> Task brief:
Please extend the forum discussion about English usage and pronunciation peeves with further replies, starting after its final post.

Nasty comment but back when I was young and dinosaurs roamed the earth, we were taught that pronouncing anything in it's foreign pronunciation was wrong. Thus fort vs fortay.
Anonymous wrote:Anonymous wrote:Anonymous wrote:Anonymous wrote:Going to hospital.
Got a call from a friend who is a no native speaker who said “sorry I missed you. I’m in the hospital.”
I said “oh no, what happened?”
She said “My aunt is sick!”
I said “Friend, you are AT the hospital!”
I am not a native speaker, like your friend, and I find your corrections extremely annoying. They won't be your friend for long if you keep talking down to them like this. Perhaps, learn their native language and see how you do with such fine nuances.
But are you not interested in learning the quirks of language in America? "I'm in the hospital" does in fact mean you are sick or injured. If you don't want to learn, are you ok with misrepresentating yourself?
Anonymous wrote:Anonymous wrote:Anonymous wrote:Anonymous wrote:Anonymous wrote:less and fewer
And not putting punctuation inside quotation marks such as:
He called this flower a "buttercup." <--- correct
He called this flower a buttercup". <----- inccorrect *unless you're from England.
They only use a single, double quote in England? Who knew?
Funny. I'm old and grew up in the south and was taught the incorrect version. We also were taught gray was grey and color was spelled colour.
Np, I have a habit of spelling words using British grammar, too (colour, cancelled, aesthetic, flavour, etc.), and I don't know where it stems from. I chalked it up as possibly being British in a past life.
I chalk it up to you being pretentious.

> Extracted records:

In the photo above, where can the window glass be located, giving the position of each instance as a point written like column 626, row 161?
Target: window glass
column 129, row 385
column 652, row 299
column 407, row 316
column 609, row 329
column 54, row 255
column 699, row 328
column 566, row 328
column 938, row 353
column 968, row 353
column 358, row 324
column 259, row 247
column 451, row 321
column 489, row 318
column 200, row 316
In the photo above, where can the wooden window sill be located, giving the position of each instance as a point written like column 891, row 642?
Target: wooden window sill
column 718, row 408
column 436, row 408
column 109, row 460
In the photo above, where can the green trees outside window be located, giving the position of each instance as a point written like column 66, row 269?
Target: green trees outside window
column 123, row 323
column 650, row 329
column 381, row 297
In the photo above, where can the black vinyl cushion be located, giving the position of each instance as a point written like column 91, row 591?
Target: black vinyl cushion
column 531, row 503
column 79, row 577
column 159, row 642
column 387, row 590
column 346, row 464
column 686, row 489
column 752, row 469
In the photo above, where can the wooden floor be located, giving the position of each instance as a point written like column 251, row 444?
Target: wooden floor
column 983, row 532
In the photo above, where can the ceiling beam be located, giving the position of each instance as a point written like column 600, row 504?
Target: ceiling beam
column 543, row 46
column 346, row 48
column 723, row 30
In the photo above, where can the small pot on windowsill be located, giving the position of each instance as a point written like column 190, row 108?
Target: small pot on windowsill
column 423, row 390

> Reply:
Anonymous wrote:Anonymous wrote:Anonymous wrote:Anonymous wrote:Anonymous wrote:Anonymous wrote:Anonymous wrote:When people put a qualifier with “unique”, which means one of a kind so it cannot be compared. It is incorrect to say very unique or a little unique or less unique. It’s just unique.
Also forte is pronounced without the e, like fort.
I thought it was pronounced "for-tay"
Only by rubes or Italians.
According to Merriam-Webster, both pronunciations are correct.
DP. Yes, now both pronunciations are correct but that’s only because people so commonly mispronounced it as fort-ay for so many years that the incorrect pronunciation became accepted. This happens often…people mess up a word so much that it becomes the common parlance and is actually eventually accepted into the lexicon.
That is how language develops
Now one would sound like a pretentious tw@t insisting upon the French pronunciation.
Anonymous wrote:Anonymous wrote:Anonymous wrote:Anonymous wrote:Anonymous wrote:Anonymous wrote:What? I have never heard anyone pronounce forté as fort. How long has this been going on?
The e is accented so you know it's silent and not long a. /s
You are giving out misinformation. A simple Google search on pronunciation would end this silly argument.
There is some controversy over how to correctly pronounce forte. Common choices in American English are "FOR-tay" and "for-TAY," but many usage commentators recommend rhyming it with fort. In French, it would be written le fort and pronounced more similar to English for.
Anyone who has had even rudimentary musical training would use the Italian pronunciation of FOR-tay, which is a common and acceptable usage.
Both are clearly acceptable
Anonymous wrote:Anonymous wrote:Anonymous wrote:Anonymous wrote:Anonymous wrote:Going to hospital.
Got a call from a friend who is a no native speaker who said “sorry I missed you. I’m in the hospital.”
I said “oh no, what happened?”
She said “My aunt is sick!”
I said “Friend, you are AT the hospital!”
I am not a native speaker, like your friend, and I find your corrections extremely annoying. They won't be your friend for long if you keep talking down to them like this. Perhaps, learn their native language and see how you do with such fine nuances.
But are you not interested in learning the quirks of language in America? "I'm in the hospital" does in fact mean you are sick or injured. If you don't want to learn, are you ok with misrepresentating yourself?
And the best time to learn is when you are in hospital. Empathy be damned.